DOCUMENT EXTRACT:
• • • • • • •

Parts Fitting Together

Every event that occurs in a novel sheds light on all the novel's other events. This annoys Thomas Kurton, the scientist character in Generosity by Richard Powers --

“... fiction's perpetual mistaking of correlation for causation drives Kurton nuts. Even Camus can't help deploying bits of his characters' histories as if they explained all subsequent behaviors and beliefs.”

What Kurton sees as spurious correlation, Marshall Gregory in Shaped by Stories sees as a big part of fiction's appeal --

“Too much of my life – and yours – gives us the sense that the parts don't fit together. In contrast, the analogies of fiction and other narratives provide us with points of comparison that let us see what greater focus, organization, and unity our lives might possess.”

It's in our nature to look for patterns; when it comes to spotting connections, a false positive is likely to be less hazardous than a false negative... at least until you become clinically paranoid...

How much of our enjoyment of fiction stems from its providing more opportunities for connection-spotting than our real lives do?

About The Author

2 thoughts on “Parts Fitting Together”

• • • • • • •

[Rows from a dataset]

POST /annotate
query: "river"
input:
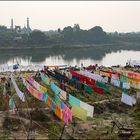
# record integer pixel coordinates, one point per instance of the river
(72, 57)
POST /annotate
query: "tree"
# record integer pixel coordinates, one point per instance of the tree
(37, 37)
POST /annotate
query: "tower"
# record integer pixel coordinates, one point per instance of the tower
(12, 25)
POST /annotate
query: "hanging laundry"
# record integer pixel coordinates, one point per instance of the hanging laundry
(115, 82)
(98, 89)
(58, 112)
(88, 108)
(49, 100)
(55, 88)
(63, 95)
(138, 94)
(37, 85)
(6, 98)
(126, 85)
(45, 79)
(79, 112)
(102, 85)
(127, 99)
(53, 106)
(12, 104)
(45, 97)
(19, 93)
(88, 89)
(73, 100)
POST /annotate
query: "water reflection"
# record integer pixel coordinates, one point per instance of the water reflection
(71, 56)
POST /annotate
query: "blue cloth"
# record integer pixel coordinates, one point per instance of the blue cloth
(62, 105)
(15, 66)
(55, 88)
(73, 100)
(45, 96)
(53, 105)
(43, 77)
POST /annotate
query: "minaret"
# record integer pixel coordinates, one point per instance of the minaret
(12, 25)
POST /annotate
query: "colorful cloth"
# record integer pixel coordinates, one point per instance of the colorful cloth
(88, 89)
(19, 93)
(88, 108)
(55, 88)
(73, 100)
(127, 99)
(79, 112)
(63, 95)
(102, 85)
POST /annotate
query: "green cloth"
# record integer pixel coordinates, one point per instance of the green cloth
(88, 89)
(102, 85)
(121, 84)
(124, 90)
(122, 78)
(79, 112)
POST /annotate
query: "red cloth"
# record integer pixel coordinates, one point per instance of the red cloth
(6, 98)
(98, 89)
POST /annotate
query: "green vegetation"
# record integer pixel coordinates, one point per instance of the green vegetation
(72, 36)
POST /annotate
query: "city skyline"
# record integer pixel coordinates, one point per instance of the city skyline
(46, 15)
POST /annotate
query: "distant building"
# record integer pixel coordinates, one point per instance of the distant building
(25, 30)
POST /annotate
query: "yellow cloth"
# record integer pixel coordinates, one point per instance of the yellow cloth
(43, 89)
(105, 74)
(48, 81)
(79, 112)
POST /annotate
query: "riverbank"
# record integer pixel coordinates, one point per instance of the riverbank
(113, 46)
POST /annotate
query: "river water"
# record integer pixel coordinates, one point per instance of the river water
(70, 57)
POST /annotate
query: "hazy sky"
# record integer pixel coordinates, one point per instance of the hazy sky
(46, 15)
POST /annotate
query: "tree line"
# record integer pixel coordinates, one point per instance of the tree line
(68, 36)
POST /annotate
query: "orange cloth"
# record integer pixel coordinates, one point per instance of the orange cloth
(58, 112)
(49, 100)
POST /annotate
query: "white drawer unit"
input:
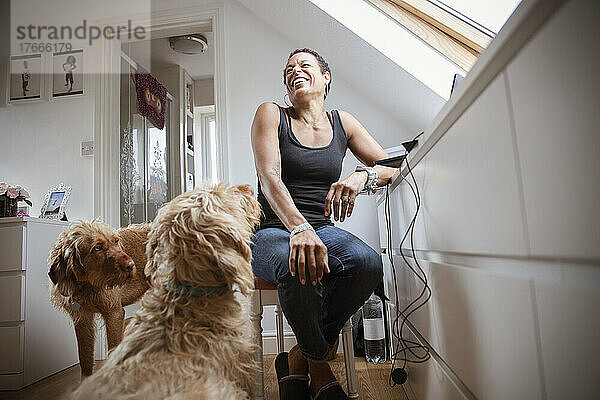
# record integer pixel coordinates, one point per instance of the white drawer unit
(36, 340)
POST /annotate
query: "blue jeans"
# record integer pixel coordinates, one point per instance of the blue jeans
(318, 313)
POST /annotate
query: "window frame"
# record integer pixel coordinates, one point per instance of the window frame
(454, 38)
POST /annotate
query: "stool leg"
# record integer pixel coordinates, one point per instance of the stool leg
(280, 336)
(349, 360)
(255, 318)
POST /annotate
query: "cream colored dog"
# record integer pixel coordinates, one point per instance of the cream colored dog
(191, 338)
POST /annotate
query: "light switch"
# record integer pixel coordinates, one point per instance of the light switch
(87, 148)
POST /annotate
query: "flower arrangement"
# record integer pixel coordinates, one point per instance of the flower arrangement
(9, 197)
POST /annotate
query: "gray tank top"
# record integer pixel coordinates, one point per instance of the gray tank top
(307, 172)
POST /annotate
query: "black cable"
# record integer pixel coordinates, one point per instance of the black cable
(403, 345)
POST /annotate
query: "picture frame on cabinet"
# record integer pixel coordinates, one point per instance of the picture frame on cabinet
(55, 202)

• • • • • • •

TASK INSTRUCTIONS:
In the text on fiction and connection-spotting, what drives the scientist character Thomas Kurton nuts?

RESPONSE TO THIS TASK:
Fiction's perpetual mistaking of correlation for causation drives him nuts.